# GIVEN INSTRUCTION
Transcribe all the records with complete accuracy.

# Stored data entries
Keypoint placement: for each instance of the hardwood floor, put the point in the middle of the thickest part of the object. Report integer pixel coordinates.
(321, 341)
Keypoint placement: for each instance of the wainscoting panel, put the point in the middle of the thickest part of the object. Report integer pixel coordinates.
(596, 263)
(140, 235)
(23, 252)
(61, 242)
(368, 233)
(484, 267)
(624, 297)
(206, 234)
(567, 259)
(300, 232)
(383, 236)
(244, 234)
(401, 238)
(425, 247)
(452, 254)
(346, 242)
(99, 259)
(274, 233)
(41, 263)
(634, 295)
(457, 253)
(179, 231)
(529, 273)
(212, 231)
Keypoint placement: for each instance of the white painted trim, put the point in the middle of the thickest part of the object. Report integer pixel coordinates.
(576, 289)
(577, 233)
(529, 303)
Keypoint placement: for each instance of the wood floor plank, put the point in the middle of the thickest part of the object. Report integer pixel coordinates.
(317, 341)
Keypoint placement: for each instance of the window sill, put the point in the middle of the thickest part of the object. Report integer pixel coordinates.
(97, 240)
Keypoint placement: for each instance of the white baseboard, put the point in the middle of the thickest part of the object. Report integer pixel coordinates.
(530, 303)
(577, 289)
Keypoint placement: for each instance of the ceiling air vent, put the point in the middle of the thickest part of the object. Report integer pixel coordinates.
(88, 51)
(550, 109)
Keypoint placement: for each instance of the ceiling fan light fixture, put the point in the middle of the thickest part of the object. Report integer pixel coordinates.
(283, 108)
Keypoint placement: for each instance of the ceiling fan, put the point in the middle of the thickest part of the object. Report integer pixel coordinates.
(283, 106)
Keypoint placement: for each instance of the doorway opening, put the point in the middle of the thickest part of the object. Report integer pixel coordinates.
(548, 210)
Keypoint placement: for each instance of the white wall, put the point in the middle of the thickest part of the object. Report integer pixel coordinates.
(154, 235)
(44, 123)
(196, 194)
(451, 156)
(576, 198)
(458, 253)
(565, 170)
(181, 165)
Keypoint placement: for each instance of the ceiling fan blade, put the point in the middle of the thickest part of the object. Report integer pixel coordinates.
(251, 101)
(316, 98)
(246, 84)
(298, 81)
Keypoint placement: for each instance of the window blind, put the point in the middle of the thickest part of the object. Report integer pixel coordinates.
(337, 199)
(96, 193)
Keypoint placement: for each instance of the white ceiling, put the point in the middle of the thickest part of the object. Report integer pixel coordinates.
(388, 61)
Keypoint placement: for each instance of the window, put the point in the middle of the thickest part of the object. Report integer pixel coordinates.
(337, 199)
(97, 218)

# OUTPUT FOR THIS TASK
Keypoint placement: for each instance of the hardwood floor, put the point in the middle of the thickest part of the object. Report integer pixel coordinates.
(321, 341)
Keypoint placement: for each instance of the wainscoting panel, put the point in the middle of the thickest part of the object. Report integer pixel coordinates.
(596, 263)
(140, 235)
(23, 252)
(61, 242)
(368, 233)
(484, 267)
(624, 297)
(206, 234)
(567, 259)
(300, 232)
(383, 236)
(244, 234)
(401, 238)
(425, 247)
(452, 254)
(346, 242)
(99, 259)
(274, 233)
(41, 263)
(634, 295)
(457, 253)
(179, 231)
(529, 273)
(212, 231)
Keypoint placement: for each instance of the white painted trim, put the point in the middle of the thickest part of the object. Report integer pixel coordinates.
(576, 289)
(577, 233)
(529, 303)
Keypoint placement: for each instance of the wood floor plank, put the point in the middle of the thickest part of the object. Report integer pixel coordinates.
(317, 341)
Keypoint placement: for each instance of the window sill, put the point in the middle of the thickest part of the object. Report integer pixel coordinates.
(97, 240)
Keypoint placement: for each instance of the white baseboard, put the point in the middle of the thickest part of the object. Report integer pixel coordinates.
(530, 303)
(577, 289)
Keypoint placement: for each instance of the ceiling air vent, put the point in the middle of the thickest part of the object. Report integer pixel coordinates.
(88, 51)
(550, 109)
Keypoint placement: for each instance of the ceiling fan light fixture, put the point in the middle of the thickest part of the object. Report integer pixel coordinates.
(283, 108)
Keypoint placement: for each instance of the ceiling fan, put the point in the middle of the thickest part of the object. Report integer pixel coordinates.
(283, 106)
Keypoint placement: for each instance of the doorway opening, put the point in the middle of the thickest part of the object. Report integer pixel coordinates.
(548, 210)
Keypoint placement: for each instance of the white wall, put the point in the middle of the thickest part of the object. Report integer pixel coordinates.
(154, 235)
(44, 123)
(196, 194)
(451, 156)
(576, 198)
(458, 253)
(565, 170)
(181, 165)
Keypoint placement: for each instance of the ceiling fan blade, put the point in the middle of the thickest part of the object. Report integer pixel coordinates.
(251, 101)
(316, 98)
(246, 84)
(298, 81)
Keypoint placement: for each instance of the window blind, put the point in the middle of the thickest part of the object. Report integer pixel coordinates.
(337, 199)
(96, 193)
Keypoint placement: for each instance of the white ceiling, put the point in the middle of the thickest part of the object. Report integer pixel coordinates.
(388, 61)
Keypoint placement: for each instance of the window, put the point in the middle of the thickest part of the object. Report integer pixel coordinates.
(337, 199)
(97, 218)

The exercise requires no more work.